What you need to do:
Pick out every line in the entries below that contains the word "litter" and copy each of those lines.

Data to process:
##############################

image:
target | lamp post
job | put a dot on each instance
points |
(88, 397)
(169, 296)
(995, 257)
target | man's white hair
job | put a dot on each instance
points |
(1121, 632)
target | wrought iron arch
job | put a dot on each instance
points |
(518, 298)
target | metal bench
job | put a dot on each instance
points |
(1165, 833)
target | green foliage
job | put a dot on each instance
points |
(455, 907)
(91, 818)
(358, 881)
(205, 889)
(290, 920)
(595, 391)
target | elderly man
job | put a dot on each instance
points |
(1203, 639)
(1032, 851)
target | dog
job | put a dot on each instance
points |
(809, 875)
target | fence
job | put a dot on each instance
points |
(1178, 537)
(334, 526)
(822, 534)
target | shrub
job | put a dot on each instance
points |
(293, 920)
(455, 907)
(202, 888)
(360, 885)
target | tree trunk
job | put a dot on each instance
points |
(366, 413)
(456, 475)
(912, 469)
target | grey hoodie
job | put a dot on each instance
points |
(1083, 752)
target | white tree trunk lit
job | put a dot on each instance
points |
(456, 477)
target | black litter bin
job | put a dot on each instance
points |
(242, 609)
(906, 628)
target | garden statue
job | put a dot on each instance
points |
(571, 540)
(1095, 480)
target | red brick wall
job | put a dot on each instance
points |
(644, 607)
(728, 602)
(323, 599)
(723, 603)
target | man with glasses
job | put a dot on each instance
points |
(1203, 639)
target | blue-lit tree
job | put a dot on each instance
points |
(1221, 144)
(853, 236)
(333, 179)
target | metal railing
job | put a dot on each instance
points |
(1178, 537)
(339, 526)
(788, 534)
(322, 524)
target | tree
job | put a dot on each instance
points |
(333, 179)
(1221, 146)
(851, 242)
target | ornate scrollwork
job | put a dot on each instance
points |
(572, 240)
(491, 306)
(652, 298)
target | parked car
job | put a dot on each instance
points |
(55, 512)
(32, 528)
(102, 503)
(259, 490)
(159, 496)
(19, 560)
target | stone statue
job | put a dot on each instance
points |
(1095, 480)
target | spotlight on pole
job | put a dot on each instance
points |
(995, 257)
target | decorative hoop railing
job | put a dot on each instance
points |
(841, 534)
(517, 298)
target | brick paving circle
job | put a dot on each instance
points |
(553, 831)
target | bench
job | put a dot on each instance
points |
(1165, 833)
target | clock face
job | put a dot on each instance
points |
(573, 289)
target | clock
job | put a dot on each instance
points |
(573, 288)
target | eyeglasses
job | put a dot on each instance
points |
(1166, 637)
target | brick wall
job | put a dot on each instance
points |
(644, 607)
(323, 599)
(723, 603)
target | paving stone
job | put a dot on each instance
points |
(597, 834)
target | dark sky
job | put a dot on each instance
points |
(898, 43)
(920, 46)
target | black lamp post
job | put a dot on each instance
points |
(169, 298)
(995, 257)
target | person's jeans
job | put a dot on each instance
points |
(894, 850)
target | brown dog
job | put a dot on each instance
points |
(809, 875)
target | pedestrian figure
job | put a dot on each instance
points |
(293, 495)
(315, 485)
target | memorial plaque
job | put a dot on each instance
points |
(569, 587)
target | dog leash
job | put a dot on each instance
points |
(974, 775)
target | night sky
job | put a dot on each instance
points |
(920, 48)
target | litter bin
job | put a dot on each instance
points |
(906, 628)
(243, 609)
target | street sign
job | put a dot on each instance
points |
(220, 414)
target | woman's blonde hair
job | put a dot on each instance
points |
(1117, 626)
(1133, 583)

##############################

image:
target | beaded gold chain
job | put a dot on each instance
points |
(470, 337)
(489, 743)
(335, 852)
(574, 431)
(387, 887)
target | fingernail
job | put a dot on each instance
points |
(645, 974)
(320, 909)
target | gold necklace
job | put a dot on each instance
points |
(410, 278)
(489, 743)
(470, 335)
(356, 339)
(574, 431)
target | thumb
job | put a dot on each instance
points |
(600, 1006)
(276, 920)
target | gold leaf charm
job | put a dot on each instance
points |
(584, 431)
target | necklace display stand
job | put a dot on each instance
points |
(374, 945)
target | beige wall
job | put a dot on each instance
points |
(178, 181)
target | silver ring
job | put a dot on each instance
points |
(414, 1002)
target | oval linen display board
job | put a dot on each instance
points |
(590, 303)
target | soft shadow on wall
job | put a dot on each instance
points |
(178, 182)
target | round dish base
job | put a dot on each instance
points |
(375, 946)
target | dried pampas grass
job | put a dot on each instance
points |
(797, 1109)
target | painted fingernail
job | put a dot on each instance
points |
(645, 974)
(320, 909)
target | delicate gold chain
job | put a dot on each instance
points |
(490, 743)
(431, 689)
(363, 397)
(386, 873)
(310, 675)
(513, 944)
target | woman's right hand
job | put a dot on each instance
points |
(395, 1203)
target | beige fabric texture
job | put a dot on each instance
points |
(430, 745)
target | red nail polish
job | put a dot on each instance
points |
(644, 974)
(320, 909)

##############################

Solution to this exercise:
target | black litter bin
target | litter bin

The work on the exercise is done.